EXERCICE BREF A :: Dressez la liste complète des personnes désignées par leur nom dans l'article ci-dessous consacré à l'inauguration de la route reliant Cap-Haïtien à Labadie.

TEXTE DE LA PAGE ::

↓

LABADIE, Haïti — Certains y ont vu juste du macadam entouré çà et là de remblaiement pour éviter les éboulements, d’une signalétique pour faciliter la circulation, d’un traçage, bref, d’une simple route comme on en voit partout à travers le monde. D’autres au contraire, plus visionnaires et sans doute moins terre-à-terre, y voient le symbole d’une nouvelle ère pour tout un pays, le début d’une période de changements basée sur la construction et l’initiative et synonyme de progrès et de développement.
Et c’est avec ces deux visions complètement dichotomiques que les Haïtiens ont assisté à l’inauguration le samedi 24 février de la nouvelle route devant relier Cap-Haïtien à Labadie. De hauts dignitaires étaient rassemblés lors de la cérémonie inaugurale, avec la présence notable du président Jovenel Moïse en personne, accompagné de son Premier ministre Jacques Guy Lafontant, du ministre des Travaux publics Fritz Caillots ainsi que d’autres hauts responsables du gouvernement et des collectivités locales. Était aussi présent le Premier ministre des Bahamas, Mr Hubert Minnis, signe que cette route aura une répercussion non seulement nationale, mais également à l’échelle régionale. La Directrice de la Banque Mondiale pour Haïti, la Portugaise Anabela Abreu, assistait à l’événement en tant que représentante de l’omnipotent bailleur de fonds qui a participé au financement du projet.

↑

EXERCICE BREF B :: Recopiez à l'identique, dans le listing qui suit, les lignes allant de celle qui contient « indicate the museum wall, a » jusqu'à celle qui contient « column 326, row 119 », ces deux lignes comprises.

LISTING PRÉSENTÉ ::
↓

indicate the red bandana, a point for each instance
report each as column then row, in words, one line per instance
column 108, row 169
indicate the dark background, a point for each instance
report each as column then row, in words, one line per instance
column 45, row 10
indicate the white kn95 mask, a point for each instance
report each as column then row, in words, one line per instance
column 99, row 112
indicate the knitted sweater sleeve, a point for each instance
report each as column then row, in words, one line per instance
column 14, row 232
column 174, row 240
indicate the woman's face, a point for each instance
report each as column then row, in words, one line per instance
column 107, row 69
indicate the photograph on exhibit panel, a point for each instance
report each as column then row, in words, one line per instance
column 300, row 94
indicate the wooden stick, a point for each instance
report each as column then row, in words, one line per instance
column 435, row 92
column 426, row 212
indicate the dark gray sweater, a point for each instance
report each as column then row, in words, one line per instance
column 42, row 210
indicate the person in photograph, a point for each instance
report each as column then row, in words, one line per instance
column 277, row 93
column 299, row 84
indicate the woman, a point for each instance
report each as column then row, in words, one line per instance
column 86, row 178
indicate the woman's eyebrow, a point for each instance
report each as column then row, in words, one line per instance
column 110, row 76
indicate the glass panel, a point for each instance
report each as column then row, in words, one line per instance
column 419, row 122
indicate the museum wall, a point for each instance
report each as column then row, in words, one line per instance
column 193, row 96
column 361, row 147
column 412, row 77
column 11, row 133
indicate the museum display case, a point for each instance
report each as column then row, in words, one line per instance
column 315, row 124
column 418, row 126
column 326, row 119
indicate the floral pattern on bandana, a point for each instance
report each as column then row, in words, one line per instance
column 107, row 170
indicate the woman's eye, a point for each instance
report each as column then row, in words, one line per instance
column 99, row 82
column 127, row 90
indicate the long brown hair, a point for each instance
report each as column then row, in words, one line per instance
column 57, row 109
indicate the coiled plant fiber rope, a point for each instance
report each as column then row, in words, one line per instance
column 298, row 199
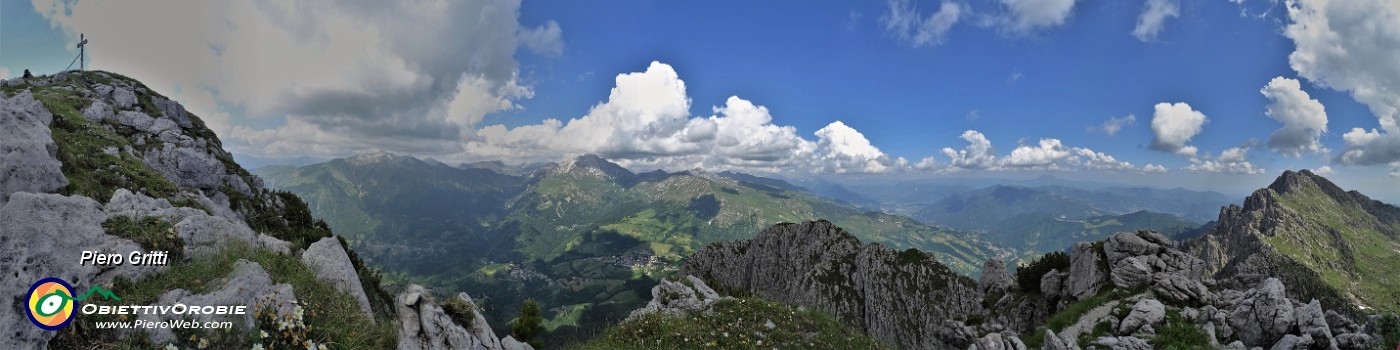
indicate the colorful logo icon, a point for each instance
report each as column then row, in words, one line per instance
column 51, row 304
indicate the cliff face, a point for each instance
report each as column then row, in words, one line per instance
column 1322, row 241
column 906, row 297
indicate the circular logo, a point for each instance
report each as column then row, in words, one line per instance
column 51, row 304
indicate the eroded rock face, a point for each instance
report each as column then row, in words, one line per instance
column 997, row 342
column 42, row 237
column 895, row 298
column 28, row 156
column 331, row 263
column 423, row 325
column 1263, row 315
column 994, row 276
column 248, row 284
column 1087, row 272
column 678, row 297
column 1145, row 317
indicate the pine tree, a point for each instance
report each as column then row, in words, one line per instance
column 527, row 328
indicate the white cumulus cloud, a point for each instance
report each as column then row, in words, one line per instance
column 1173, row 125
column 903, row 21
column 1154, row 17
column 1353, row 46
column 1304, row 118
column 1031, row 16
column 1231, row 161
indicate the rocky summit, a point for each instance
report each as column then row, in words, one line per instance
column 97, row 161
column 1133, row 290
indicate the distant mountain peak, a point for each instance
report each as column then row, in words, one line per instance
column 592, row 161
column 378, row 157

↑

RÉPONSE ATTENDUE A ::
Jovenel Moïse
Jacques Guy Lafontant
Fritz Caillots
Hubert Minnis
Anabela Abreu

RÉPONSE ATTENDUE B ::
indicate the museum wall, a point for each instance
report each as column then row, in words, one line per instance
column 193, row 96
column 361, row 147
column 412, row 77
column 11, row 133
indicate the museum display case, a point for each instance
report each as column then row, in words, one line per instance
column 315, row 124
column 418, row 126
column 326, row 119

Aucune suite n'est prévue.